■ To do:
Show every line from the data below that includes "dark".

□ □ □ □

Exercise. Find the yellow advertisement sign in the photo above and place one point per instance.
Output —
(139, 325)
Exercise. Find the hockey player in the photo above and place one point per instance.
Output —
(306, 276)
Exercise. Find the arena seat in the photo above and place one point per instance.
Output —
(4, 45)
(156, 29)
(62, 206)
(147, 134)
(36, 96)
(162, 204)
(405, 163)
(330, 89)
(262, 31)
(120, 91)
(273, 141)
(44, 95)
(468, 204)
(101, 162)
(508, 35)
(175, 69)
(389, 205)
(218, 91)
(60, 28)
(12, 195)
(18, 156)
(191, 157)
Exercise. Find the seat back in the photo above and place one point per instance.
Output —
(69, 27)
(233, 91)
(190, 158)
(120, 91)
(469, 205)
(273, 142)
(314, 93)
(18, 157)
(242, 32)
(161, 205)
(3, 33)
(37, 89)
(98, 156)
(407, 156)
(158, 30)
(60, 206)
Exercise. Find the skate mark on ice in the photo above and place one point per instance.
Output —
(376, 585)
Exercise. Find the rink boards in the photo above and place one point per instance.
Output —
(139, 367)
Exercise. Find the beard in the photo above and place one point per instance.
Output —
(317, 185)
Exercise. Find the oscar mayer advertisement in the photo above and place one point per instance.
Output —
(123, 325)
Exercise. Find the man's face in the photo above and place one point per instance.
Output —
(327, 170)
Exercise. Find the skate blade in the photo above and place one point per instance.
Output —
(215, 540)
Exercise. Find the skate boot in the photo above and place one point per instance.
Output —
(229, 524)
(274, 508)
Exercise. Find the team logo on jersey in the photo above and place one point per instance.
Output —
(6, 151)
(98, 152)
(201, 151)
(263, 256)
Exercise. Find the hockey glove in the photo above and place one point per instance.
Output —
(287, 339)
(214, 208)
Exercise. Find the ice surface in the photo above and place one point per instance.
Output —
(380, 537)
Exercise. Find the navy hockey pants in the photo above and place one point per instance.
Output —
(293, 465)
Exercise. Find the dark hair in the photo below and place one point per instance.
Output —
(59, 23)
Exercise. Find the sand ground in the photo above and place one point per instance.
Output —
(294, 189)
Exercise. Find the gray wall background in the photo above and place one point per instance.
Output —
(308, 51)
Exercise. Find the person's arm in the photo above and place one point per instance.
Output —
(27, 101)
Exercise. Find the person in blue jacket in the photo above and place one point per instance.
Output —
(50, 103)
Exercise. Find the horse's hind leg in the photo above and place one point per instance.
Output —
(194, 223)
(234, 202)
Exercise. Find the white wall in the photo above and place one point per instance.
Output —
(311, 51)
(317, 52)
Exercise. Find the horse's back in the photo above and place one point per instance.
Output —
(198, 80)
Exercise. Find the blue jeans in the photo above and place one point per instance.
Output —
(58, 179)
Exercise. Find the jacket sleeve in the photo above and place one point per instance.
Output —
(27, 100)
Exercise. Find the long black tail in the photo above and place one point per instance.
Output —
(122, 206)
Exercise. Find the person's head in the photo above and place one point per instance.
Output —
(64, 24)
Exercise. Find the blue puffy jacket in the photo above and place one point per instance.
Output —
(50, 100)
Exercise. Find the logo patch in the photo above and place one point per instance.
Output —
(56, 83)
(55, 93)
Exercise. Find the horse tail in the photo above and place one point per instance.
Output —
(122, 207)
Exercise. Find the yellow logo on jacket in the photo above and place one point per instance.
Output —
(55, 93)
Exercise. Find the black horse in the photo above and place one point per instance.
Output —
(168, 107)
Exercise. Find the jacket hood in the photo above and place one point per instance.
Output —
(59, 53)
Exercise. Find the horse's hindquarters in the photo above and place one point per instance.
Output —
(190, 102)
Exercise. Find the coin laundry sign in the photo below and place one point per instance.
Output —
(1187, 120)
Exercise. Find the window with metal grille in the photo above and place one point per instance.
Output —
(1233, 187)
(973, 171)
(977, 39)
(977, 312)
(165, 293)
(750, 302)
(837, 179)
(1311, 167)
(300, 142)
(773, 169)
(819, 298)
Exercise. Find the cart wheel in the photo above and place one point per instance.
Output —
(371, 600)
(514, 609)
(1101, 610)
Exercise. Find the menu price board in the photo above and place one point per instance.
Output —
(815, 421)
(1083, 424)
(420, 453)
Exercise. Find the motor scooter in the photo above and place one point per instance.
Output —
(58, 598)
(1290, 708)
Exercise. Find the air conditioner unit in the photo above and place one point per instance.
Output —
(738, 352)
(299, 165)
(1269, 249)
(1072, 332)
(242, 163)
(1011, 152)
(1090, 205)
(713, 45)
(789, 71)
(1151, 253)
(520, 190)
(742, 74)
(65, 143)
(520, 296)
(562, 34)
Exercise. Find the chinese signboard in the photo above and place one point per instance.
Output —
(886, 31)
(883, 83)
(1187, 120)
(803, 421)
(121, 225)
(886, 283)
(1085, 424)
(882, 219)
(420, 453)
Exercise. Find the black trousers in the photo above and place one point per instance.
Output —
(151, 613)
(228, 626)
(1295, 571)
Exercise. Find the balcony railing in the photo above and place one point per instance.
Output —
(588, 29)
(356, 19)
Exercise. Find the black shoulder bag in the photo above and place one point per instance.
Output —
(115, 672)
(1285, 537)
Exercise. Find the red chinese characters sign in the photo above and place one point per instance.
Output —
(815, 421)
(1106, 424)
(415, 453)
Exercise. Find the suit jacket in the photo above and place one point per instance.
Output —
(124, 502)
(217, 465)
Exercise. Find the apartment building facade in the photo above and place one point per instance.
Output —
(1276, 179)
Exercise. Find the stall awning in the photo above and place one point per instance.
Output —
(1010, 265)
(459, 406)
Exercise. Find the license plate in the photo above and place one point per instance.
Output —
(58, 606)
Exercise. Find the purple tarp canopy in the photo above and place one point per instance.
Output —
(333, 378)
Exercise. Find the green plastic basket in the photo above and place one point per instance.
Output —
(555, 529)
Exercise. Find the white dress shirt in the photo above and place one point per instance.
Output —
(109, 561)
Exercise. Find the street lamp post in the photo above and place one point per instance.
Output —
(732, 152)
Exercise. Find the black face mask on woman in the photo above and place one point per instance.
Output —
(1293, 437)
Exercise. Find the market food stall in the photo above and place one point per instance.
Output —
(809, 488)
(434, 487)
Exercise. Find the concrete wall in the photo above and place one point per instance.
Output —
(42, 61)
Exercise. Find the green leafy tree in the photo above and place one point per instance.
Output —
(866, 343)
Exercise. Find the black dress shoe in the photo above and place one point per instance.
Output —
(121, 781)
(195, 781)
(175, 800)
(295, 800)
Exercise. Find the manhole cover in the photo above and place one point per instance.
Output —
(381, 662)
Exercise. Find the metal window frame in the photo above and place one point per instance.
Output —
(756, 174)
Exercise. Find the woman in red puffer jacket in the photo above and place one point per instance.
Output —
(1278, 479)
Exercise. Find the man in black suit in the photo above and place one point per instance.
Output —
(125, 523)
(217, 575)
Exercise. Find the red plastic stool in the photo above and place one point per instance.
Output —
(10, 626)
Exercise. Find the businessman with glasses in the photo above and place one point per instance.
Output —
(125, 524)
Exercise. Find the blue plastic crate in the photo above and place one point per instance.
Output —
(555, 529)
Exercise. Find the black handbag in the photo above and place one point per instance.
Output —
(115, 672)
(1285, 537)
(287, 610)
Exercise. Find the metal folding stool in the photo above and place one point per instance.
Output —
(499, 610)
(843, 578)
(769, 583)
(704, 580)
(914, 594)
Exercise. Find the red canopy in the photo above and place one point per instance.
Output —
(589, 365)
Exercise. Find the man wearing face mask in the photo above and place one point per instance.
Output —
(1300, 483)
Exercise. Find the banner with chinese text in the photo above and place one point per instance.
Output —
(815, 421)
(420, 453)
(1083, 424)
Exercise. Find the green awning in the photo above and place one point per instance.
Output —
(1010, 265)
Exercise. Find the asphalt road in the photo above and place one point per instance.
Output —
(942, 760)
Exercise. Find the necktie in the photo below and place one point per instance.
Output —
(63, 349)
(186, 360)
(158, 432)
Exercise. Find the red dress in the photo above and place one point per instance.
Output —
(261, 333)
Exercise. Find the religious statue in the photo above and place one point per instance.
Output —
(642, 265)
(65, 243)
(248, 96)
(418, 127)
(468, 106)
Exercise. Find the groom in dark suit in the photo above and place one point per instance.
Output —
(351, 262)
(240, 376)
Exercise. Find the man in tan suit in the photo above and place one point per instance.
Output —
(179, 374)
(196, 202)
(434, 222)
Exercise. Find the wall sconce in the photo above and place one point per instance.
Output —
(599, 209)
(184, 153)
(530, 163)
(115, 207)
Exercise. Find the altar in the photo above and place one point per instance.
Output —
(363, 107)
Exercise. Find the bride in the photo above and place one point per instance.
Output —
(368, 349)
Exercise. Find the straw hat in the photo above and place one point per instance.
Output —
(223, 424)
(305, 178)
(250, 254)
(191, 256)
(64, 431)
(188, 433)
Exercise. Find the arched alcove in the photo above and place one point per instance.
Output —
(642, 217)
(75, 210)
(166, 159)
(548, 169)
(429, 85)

□ □ □ □

■ Response below:
Exercise. Find the dark hair in the photo below and place one point per instance.
Exercise. Find the groom in dark suit in the photo above and place one point per instance.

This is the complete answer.